◆ DIRECTION 1:
Using the Mikey and Nicky passage, say whether each statement agrees with it: (a) the whole film, Nicky's murder included, takes place during one night; (b) Mikey's watch was a gift from his father; (c) "Beer Barrel Polka" plays only once at the B&O Bar. For each, answer yes or no and quote the words that decide it.
◆ DIRECTION 2:
Write out the Mikey and Nicky passage word for word from "The need for" to "has been humour.".

◆ TEXT SECTION:
* BEGIN *

The need for these men to keep on the move, however, is not always a question of material and socio-ethnic ascension. “If I sit still and don’t move”, Nicky (John Cassavetes) says, “maybe they’ll forget about me. But then I’m scared of that too, because I think maybe if I sit there too long, maybe when I want to move, I won’t be able to move”. At the end of the film, and after being literally on the move in Philadelphia, Nicky is shot dead by the hit man Kinney (Ned Beatty) on the doorstep of the home of his best friend Mikey (Peter Falk) with whom Kinney has been collaborating all evening in an attempt by a resentful Mikey to set up his friend, who has stolen money from the mob. And central to this resentment has been humour.

When Nicky makes aggressive advances towards his mistress Nell (Carol Grace) she asks him to stop. “It’s a joke”, he reassures her. “I don’t like that kind of joke”, she responds. Mikey and Nicky is, among other things, about being the target of humour, of not appreciating the joke that is made at your expense. “Crying out loud gets you pointed and laughed at” are the lyrics (written by May) to one of the songs of Rogers and Clarke in Ishtar. And the humiliation Mikey has undergone over the years, his sense of inferiority at being “pointed and laughed at”, is partly due to Nicky’s jokes, which he has come to experience as accumulating betrayals. Humour in this film is at the crux of pain, disappointment, and cruelty in which death becomes the only way to put an end to the laughter.

In Mikey and Nicky, not only waiting but stasis and mistiming predominate. And whereas The Heartbreak Kid is a film of sunlight and blinding whiteness, Mikey and Nicky is a film of shadows, darkness. Unlike Lenny, Nicky is running from the light, from death: “That light’s gonna give me a headache.” All of the film takes place in a single night, aside from the murder of Nicky, which occurs at dawn. This morning light kills him, makes him visible. But his murder occurs in the morning because of consistent bungling on the part of Kinney and Nicky. “I look like a schmuck”, Kenney says to Mikey in relation to his ineptitude in tracking down Nicky. In the final sequence, as Kinney’s car hesitantly drives by Mikey’s house, on the lookout for Nicky, Mikey looks out his living room window and says “schmuck” under his breath at the sight of Kinney’s ineptitude manifesting itself once again. At the B&O Bar, one of several locations where Kinney is supposed to murder Nicky, the Andrews Sisters recording of “Beer Barrel Polka” with its lyrics, “The future’s full of promise/Tomorrow is another day” is played more than once; and the melody is heard again, in the final credits, the song’s optimism about the redemptive potential of time ironically mocked by the implications of the film as a whole. Late in the film, Nicky destroys Mikey’s watch. Nicky shrugs this off by telling Mikey that he’s had the watch long enough anyway. But joking about the watch (a gift from Mikey’s “solemn” father) only offends Mikey. “You think this is a joke? This is funny to you?” An important location for Mikey and Nicky is an all-night movie theatre playing a double feature whose titles signpost the issues at stake in terms of both the relentless pressure of time and the importance of incongruous laughter: Time of the Iron Hand and The Laughing Policeman.

* END *

◆ RECORDED DATA:
* BEGIN *

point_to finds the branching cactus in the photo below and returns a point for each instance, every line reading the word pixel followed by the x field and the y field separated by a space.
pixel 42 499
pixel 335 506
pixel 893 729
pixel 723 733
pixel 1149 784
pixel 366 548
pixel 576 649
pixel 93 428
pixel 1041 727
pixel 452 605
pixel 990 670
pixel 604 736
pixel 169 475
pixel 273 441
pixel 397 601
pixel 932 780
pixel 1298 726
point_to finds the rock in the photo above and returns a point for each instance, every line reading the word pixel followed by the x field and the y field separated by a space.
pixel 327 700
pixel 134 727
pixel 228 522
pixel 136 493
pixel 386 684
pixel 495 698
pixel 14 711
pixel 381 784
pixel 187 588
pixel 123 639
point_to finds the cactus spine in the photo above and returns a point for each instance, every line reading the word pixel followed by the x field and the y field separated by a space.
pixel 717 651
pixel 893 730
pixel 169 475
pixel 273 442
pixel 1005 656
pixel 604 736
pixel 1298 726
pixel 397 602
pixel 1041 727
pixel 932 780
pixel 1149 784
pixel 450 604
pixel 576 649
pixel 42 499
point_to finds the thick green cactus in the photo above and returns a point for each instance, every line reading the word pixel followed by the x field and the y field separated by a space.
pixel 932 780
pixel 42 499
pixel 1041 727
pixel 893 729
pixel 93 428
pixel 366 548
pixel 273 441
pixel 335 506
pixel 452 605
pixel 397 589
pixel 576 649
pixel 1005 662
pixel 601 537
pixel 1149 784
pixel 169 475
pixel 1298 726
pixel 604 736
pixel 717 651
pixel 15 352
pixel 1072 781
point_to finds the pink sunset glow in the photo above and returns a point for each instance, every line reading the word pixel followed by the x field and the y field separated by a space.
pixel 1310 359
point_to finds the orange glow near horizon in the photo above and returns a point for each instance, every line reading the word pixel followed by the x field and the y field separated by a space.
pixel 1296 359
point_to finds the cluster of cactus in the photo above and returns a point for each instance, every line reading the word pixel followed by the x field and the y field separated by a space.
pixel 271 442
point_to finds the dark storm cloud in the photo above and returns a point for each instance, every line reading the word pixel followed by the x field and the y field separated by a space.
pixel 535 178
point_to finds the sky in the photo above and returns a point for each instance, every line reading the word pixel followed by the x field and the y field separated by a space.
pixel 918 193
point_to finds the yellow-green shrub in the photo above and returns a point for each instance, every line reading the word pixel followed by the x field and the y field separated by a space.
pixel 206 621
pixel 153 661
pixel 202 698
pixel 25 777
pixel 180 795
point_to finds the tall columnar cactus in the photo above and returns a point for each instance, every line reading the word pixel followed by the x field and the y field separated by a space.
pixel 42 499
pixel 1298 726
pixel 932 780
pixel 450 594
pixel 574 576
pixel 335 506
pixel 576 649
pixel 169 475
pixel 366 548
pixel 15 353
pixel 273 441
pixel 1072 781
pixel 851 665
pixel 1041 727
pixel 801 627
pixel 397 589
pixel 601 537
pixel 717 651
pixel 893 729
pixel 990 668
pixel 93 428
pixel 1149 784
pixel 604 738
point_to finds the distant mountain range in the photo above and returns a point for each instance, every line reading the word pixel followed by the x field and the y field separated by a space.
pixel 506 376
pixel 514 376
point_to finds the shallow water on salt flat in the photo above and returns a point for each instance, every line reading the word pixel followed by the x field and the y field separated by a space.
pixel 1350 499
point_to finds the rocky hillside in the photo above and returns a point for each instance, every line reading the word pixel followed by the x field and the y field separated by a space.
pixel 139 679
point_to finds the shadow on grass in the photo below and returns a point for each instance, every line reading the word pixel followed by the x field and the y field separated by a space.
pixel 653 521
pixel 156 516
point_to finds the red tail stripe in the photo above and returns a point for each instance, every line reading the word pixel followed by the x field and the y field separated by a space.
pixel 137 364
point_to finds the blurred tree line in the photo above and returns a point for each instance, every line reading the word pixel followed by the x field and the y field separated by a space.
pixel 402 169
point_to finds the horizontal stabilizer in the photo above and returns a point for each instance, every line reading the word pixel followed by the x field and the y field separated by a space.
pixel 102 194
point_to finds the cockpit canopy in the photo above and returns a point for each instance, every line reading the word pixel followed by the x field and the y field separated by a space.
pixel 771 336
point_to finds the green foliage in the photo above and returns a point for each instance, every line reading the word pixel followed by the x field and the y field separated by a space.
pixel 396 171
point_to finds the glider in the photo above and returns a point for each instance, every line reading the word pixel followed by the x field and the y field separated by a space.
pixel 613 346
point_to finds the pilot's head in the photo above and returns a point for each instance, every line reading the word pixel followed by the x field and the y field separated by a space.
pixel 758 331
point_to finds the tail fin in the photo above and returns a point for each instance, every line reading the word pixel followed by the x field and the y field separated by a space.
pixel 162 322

* END *

◆ FINISHED ANSWER 1:
(a) No: "All of the film takes place in a single night, aside from the murder of Nicky, which occurs at dawn."
(b) Yes: "a gift from Mikey’s “solemn” father"
(c) No: "is played more than once"

◆ FINISHED ANSWER 2:
The need for these men to keep on the move, however, is not always a question of material and socio-ethnic ascension. “If I sit still and don’t move”, Nicky (John Cassavetes) says, “maybe they’ll forget about me. But then I’m scared of that too, because I think maybe if I sit there too long, maybe when I want to move, I won’t be able to move”. At the end of the film, and after being literally on the move in Philadelphia, Nicky is shot dead by the hit man Kinney (Ned Beatty) on the doorstep of the home of his best friend Mikey (Peter Falk) with whom Kinney has been collaborating all evening in an attempt by a resentful Mikey to set up his friend, who has stolen money from the mob. And central to this resentment has been humour.